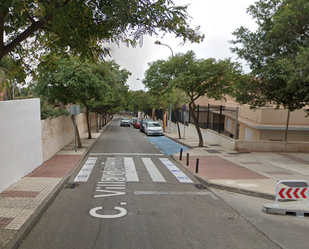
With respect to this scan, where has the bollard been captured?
[186,153,189,166]
[179,149,182,161]
[195,158,200,173]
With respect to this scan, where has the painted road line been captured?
[160,158,193,183]
[142,158,166,182]
[89,153,164,156]
[74,157,98,182]
[123,157,139,182]
[101,157,125,182]
[134,191,219,200]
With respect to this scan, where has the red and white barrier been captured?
[275,180,309,206]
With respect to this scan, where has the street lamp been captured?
[155,41,174,57]
[155,41,174,133]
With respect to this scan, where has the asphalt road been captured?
[20,121,279,249]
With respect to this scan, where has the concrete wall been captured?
[42,113,96,162]
[0,99,43,192]
[168,120,309,152]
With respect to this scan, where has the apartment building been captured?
[196,97,309,142]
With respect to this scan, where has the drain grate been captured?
[193,184,207,189]
[64,183,77,189]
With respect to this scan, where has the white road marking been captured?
[134,191,219,200]
[89,153,164,156]
[74,157,97,182]
[160,158,193,183]
[123,157,139,182]
[142,158,166,182]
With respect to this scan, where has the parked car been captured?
[130,117,137,126]
[133,118,141,129]
[145,122,163,136]
[120,118,130,126]
[139,118,153,132]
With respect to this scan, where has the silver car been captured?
[145,122,163,136]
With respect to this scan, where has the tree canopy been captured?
[231,0,309,110]
[143,51,241,147]
[35,54,130,138]
[0,0,204,61]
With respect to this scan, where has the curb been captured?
[3,121,111,249]
[170,155,275,201]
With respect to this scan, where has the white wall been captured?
[0,99,43,192]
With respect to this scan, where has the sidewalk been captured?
[0,125,309,248]
[0,130,103,249]
[166,133,309,200]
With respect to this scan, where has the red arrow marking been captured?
[300,188,307,198]
[286,188,293,199]
[293,188,300,199]
[279,188,285,199]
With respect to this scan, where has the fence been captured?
[166,105,238,138]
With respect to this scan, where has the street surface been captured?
[20,121,280,249]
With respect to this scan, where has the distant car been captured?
[145,122,163,136]
[133,118,141,129]
[139,118,153,132]
[130,117,137,126]
[120,118,130,126]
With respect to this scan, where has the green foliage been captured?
[41,101,70,120]
[34,54,130,115]
[231,0,309,110]
[0,0,204,63]
[0,57,26,99]
[143,51,241,146]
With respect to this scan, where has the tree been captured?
[36,55,129,144]
[0,57,26,100]
[0,0,204,61]
[145,51,241,147]
[143,60,189,138]
[231,0,309,111]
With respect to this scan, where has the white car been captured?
[120,118,130,126]
[145,122,163,136]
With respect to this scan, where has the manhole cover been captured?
[205,150,221,154]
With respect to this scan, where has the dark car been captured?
[133,118,141,129]
[139,118,153,132]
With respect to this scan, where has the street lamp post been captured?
[155,41,174,133]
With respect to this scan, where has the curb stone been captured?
[3,121,111,249]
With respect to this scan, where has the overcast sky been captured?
[107,0,257,91]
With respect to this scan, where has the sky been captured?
[110,0,257,91]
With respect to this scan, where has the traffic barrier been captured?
[275,180,309,206]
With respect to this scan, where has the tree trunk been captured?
[95,113,99,132]
[189,102,204,147]
[174,109,180,139]
[71,115,83,148]
[85,105,92,139]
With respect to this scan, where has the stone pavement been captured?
[0,123,309,248]
[167,134,309,200]
[0,130,102,249]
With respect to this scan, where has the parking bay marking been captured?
[74,157,98,182]
[160,158,193,183]
[134,191,219,200]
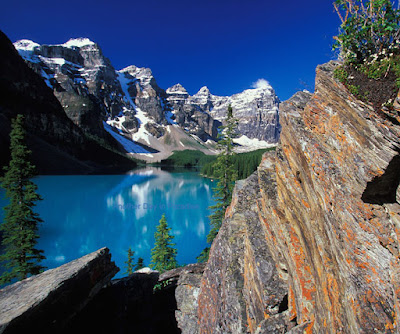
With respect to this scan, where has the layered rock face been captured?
[196,62,400,333]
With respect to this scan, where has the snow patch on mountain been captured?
[14,39,40,64]
[61,37,96,48]
[103,122,150,154]
[132,107,154,145]
[251,79,272,89]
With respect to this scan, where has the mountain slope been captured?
[14,38,279,159]
[0,31,135,173]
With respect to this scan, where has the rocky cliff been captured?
[195,62,400,333]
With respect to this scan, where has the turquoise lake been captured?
[0,168,215,277]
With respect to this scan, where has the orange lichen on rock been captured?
[193,62,400,334]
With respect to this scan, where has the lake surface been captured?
[0,168,214,277]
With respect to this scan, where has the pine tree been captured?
[125,247,135,275]
[207,106,238,243]
[135,257,144,271]
[150,214,178,273]
[0,115,45,284]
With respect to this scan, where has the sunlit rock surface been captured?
[195,62,400,333]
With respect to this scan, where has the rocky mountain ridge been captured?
[195,62,400,334]
[0,31,136,174]
[14,38,280,159]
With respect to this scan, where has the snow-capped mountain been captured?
[14,38,279,160]
[167,84,280,143]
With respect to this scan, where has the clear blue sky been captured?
[0,0,339,100]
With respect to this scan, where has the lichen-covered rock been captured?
[0,248,119,333]
[198,62,400,333]
[175,263,205,334]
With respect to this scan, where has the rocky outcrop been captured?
[0,248,119,333]
[195,62,400,333]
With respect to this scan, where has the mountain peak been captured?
[195,86,210,95]
[251,79,273,90]
[62,37,96,48]
[118,65,138,73]
[167,83,189,95]
[14,39,40,51]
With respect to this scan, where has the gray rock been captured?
[0,248,119,333]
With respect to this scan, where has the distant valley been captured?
[14,38,280,162]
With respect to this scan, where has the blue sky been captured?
[0,0,339,100]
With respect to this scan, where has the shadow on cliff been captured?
[361,149,400,205]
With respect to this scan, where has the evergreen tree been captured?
[207,106,238,243]
[125,247,135,275]
[0,115,45,284]
[150,214,178,273]
[196,247,210,263]
[135,257,144,271]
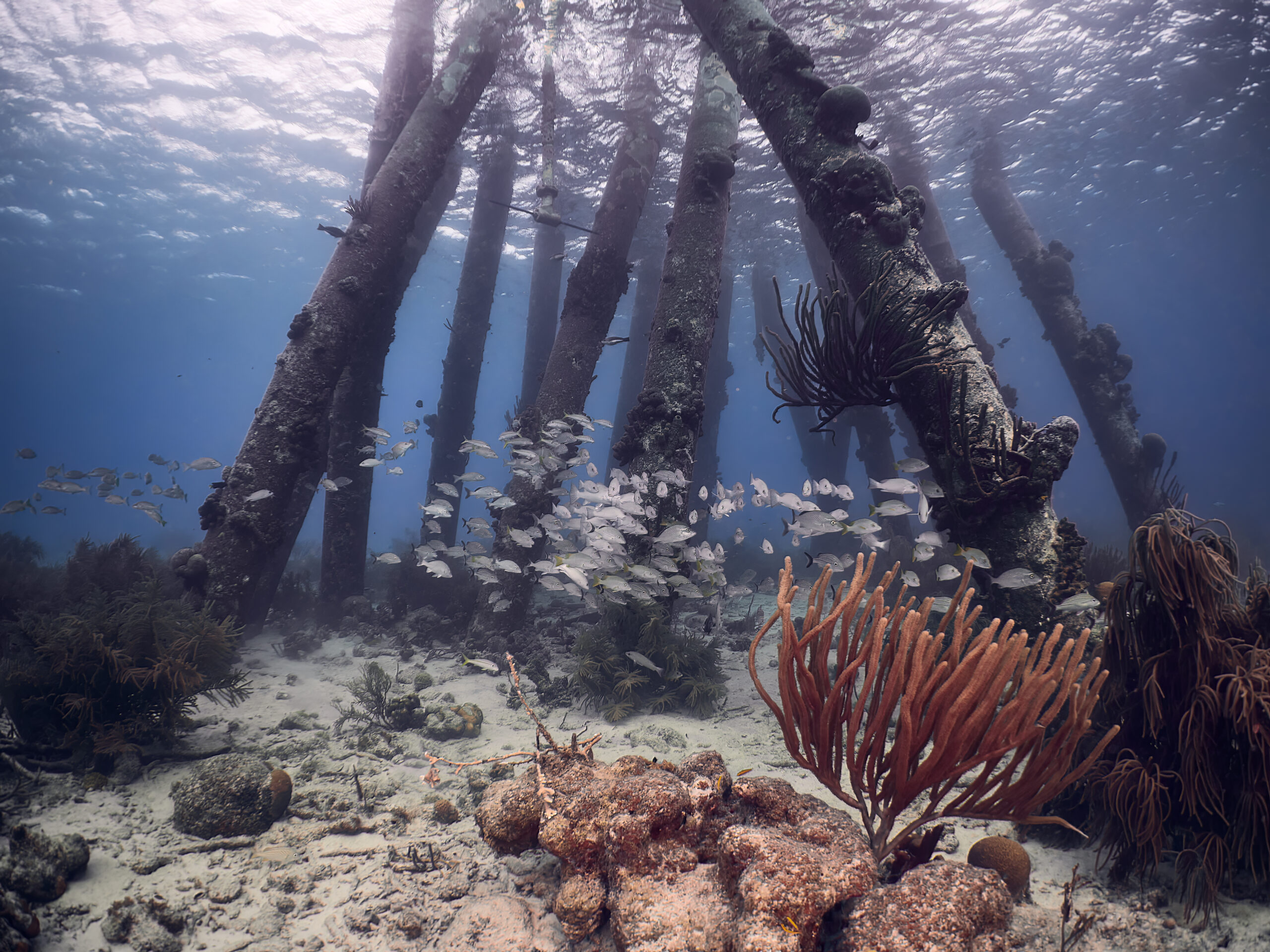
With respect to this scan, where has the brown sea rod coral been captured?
[749,553,1116,862]
[1093,509,1270,923]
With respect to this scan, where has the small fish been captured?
[992,569,1040,589]
[781,509,848,537]
[390,439,419,460]
[895,456,931,472]
[653,523,697,546]
[1054,592,1102,613]
[132,504,168,526]
[952,546,992,569]
[626,642,665,678]
[252,843,296,863]
[869,499,913,515]
[869,477,921,496]
[860,532,890,552]
[419,558,453,579]
[458,439,498,460]
[803,552,855,574]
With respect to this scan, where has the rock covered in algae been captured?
[172,754,291,839]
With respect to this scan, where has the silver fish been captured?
[781,509,847,536]
[1054,592,1102,613]
[869,499,913,515]
[626,654,665,678]
[992,569,1040,589]
[653,523,697,546]
[952,546,992,569]
[895,456,931,472]
[869,477,921,496]
[458,439,498,460]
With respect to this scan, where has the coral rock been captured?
[172,754,282,839]
[842,862,1014,952]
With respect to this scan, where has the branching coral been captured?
[763,261,973,430]
[749,553,1116,861]
[1093,509,1270,922]
[5,578,248,754]
[573,604,725,723]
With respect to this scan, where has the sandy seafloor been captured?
[7,595,1270,952]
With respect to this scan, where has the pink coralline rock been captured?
[842,859,1014,952]
[476,750,1010,952]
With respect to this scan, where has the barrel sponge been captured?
[269,767,291,820]
[812,85,873,141]
[966,836,1031,902]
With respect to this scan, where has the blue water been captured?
[0,0,1270,561]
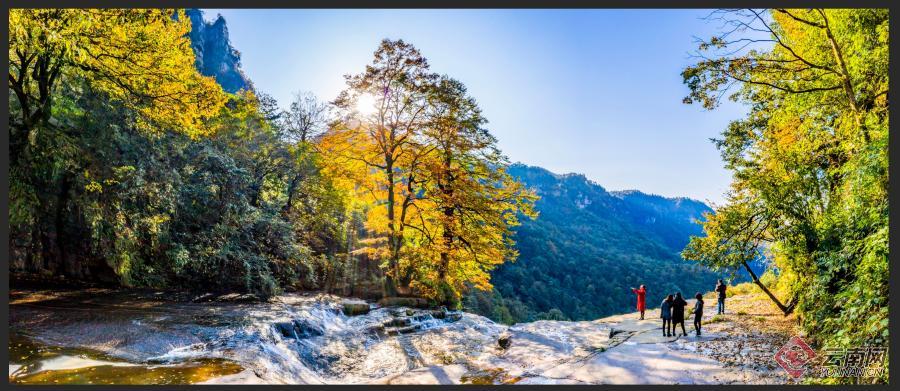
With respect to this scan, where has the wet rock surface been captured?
[10,291,785,384]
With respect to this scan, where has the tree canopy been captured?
[683,9,889,382]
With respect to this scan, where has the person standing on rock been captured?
[716,280,725,314]
[631,285,647,320]
[659,295,675,337]
[672,292,687,337]
[694,292,703,337]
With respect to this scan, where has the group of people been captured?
[631,280,726,337]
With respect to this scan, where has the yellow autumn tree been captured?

§ **Do this**: Set down, word for word, the lines of the material above, beginning with the line that contains "With respect to this scan, where has the green" and continuing through the line that contains "[107,0,257,91]", with both of those lines included.

§ **Exercise result**:
With respect to this scan, where has the green foliage been captured?
[41,101,70,120]
[34,54,130,115]
[231,0,309,110]
[0,0,204,63]
[0,57,26,99]
[143,51,241,146]
With respect to this scan, where has the tree been captured?
[36,55,129,144]
[0,57,26,100]
[0,0,204,61]
[145,51,241,147]
[143,60,189,138]
[231,0,309,111]
With respect to this scan, where has the white car been captured?
[120,118,130,126]
[145,122,163,136]
With respect to this scan, where has the manhole cover been captured?
[205,150,221,154]
With respect to this scan, where has the dark car been captured?
[133,118,141,129]
[139,118,153,132]
With respect to this scan, where has the street lamp post been captured?
[155,41,174,133]
With respect to this scan, where has the curb stone been captured?
[3,121,111,249]
With respect to this scan, where has the overcast sky been captured?
[107,0,257,91]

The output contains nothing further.